**Problem description:** Repeat all the records exactly, omitting pictures.

-------

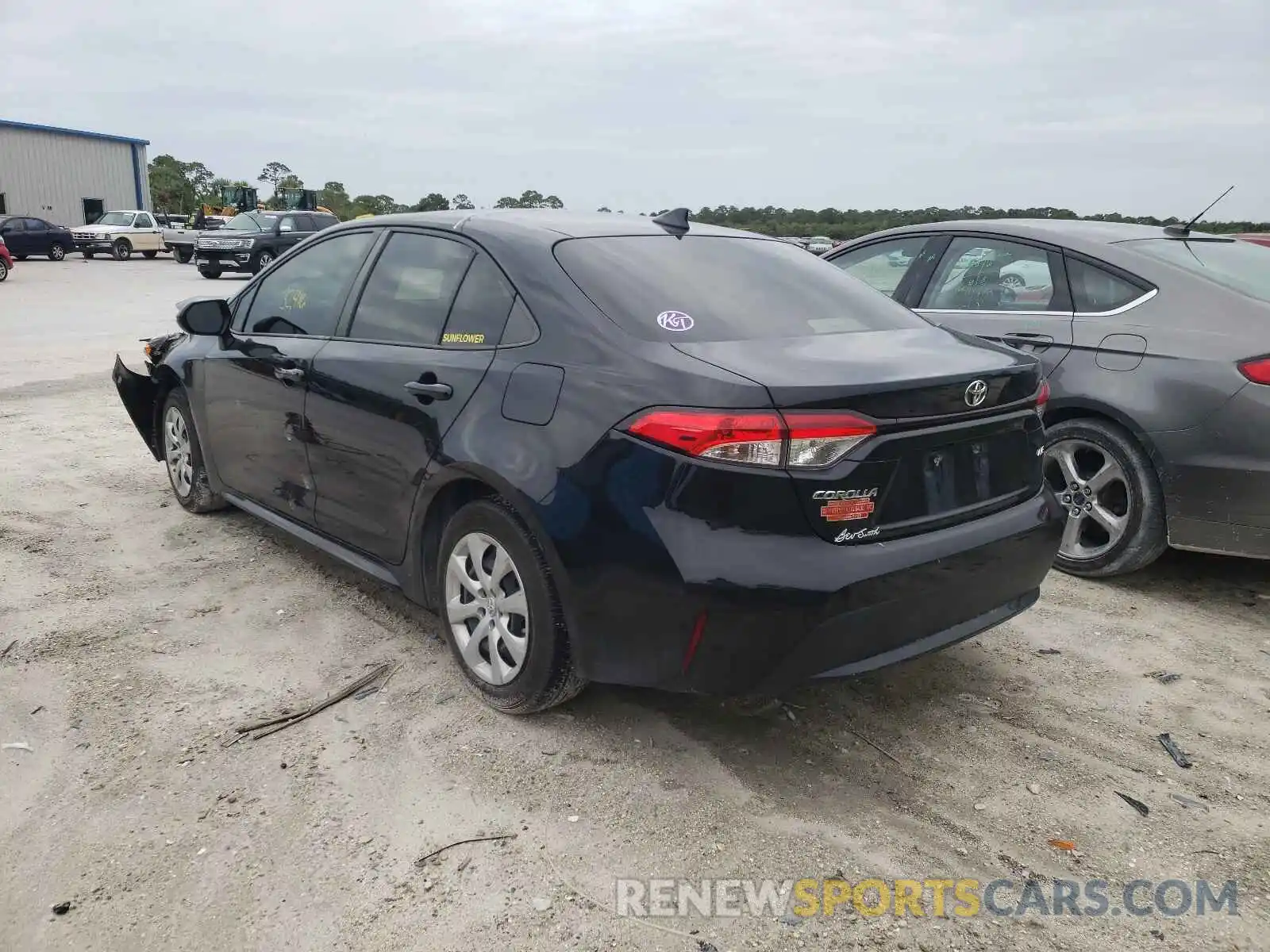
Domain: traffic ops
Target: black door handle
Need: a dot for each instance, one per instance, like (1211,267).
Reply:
(437,391)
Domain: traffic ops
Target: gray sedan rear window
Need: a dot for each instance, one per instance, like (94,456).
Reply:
(710,287)
(1238,266)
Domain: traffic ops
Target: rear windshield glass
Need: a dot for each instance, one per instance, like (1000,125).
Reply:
(723,289)
(1238,266)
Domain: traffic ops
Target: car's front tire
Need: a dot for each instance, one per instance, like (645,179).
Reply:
(183,456)
(501,612)
(262,260)
(1111,495)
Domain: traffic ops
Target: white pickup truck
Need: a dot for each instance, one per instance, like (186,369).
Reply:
(120,234)
(181,241)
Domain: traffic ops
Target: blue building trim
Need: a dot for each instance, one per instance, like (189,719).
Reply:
(137,175)
(82,133)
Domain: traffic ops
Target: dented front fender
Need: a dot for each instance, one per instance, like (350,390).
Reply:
(139,393)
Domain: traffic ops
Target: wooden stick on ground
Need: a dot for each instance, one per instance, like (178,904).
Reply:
(422,860)
(279,724)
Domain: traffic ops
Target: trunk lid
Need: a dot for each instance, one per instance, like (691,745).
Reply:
(937,460)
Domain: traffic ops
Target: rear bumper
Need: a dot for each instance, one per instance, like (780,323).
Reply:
(1217,479)
(781,611)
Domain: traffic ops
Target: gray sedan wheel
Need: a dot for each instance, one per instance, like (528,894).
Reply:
(1111,498)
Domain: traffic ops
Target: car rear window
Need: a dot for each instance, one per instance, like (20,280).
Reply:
(710,287)
(1238,266)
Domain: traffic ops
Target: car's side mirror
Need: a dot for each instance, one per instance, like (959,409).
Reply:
(205,317)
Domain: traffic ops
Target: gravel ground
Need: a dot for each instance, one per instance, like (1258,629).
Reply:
(145,634)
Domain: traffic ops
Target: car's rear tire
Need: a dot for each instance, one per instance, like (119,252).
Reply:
(1110,490)
(501,611)
(183,456)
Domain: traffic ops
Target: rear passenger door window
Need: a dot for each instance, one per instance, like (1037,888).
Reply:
(1096,291)
(994,274)
(305,295)
(480,308)
(882,266)
(408,296)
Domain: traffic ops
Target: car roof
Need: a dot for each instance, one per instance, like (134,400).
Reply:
(1070,232)
(546,225)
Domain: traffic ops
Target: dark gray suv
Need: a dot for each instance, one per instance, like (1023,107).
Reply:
(1157,352)
(251,241)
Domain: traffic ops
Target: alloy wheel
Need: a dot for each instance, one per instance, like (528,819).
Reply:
(177,452)
(487,608)
(1095,492)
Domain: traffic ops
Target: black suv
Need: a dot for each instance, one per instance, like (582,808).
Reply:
(35,236)
(251,241)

-------

**Written response:**
Domain: traffic ops
Target: black door handle
Need: a dot for each instance, one per instance, like (1211,267).
Reply:
(437,391)
Domain: traffic ops
Target: gray sedan rear window
Need: a dot for each instance, one per instance, like (94,456).
Reply:
(710,287)
(1238,266)
Domain: traffic ops
Target: rear windshield glass
Need: a dot for each instance, one per instance, like (1000,125).
Reply:
(723,289)
(1238,266)
Domain: traffic ops
Target: car's front tire
Need: a dot for each instance, one per instance, like (645,179).
Reply:
(183,456)
(501,612)
(262,260)
(1111,495)
Domain: traffic ops
Target: white pickup truck
Need: a dot for each instance, one per instance, like (186,369).
Reply:
(120,234)
(181,241)
Domain: traffic ops
Target: blue building trim
Need: a dot for each instance, one per instance, like (189,719).
Reply:
(137,175)
(82,133)
Domain: traffic ops
Target: dented front fender
Need: a dot for each instance, one per instance, like (350,390).
Reply:
(139,393)
Domain: traffic ops
Target: wooden stick on ground
Need: a dot for each instance, one per instance, like (178,904).
Reply:
(422,860)
(279,724)
Domain: traffic ops
Target: trunk lid
Need: a dot for each instance, one per instance, like (691,745).
Reply:
(937,460)
Domain: traffic ops
Target: rear bumper
Need: a dot for each instance, one per instance, like (780,323).
Reply:
(1217,479)
(781,611)
Domain: traffic ops
Target: gray sedan wheel
Need: a dot for each instance, one per instance, like (528,894).
Reply:
(1111,498)
Domain: traffic ops
Target: car rear window
Need: a dot for each instance, one per instance, like (20,280).
Reply:
(710,287)
(1238,266)
Domain: traffic ops
Target: car's side mirror
Need: a dot for each instance, one per instance, like (959,409).
Reply:
(205,317)
Domain: traffic ops
Target: gravel ground
Need: a dot for each instance, one per instance, like (1258,629).
Reply:
(145,634)
Domain: traffic ops
Target: car's rear tire
Need: a dot for each instance, one per instance, like (119,252).
Reply:
(1110,490)
(501,611)
(183,456)
Domain: traffic ops
Target: rear passenger door window
Need: a dot for each instance, one per instance, like (1037,888).
Reply:
(1096,291)
(994,274)
(305,295)
(480,308)
(882,266)
(408,296)
Domain: traffic ops
Target: car roof
Need: a dot for each instance, one per instance, like (134,400).
Reply:
(1070,232)
(546,225)
Domain: traffic ops
Target: dark gray suv
Need: a dot for each instance, one per instance, like (1023,107).
Reply:
(1157,352)
(251,241)
Domain: traffic ops
Target: alloy wheel
Need: a dot for each instance, one per instance, like (528,819).
Reply:
(177,452)
(487,608)
(1095,492)
Domain: traffic ops
Target: black suv
Need: a dot for each instance, one per instance, like (582,808).
Reply:
(35,236)
(251,241)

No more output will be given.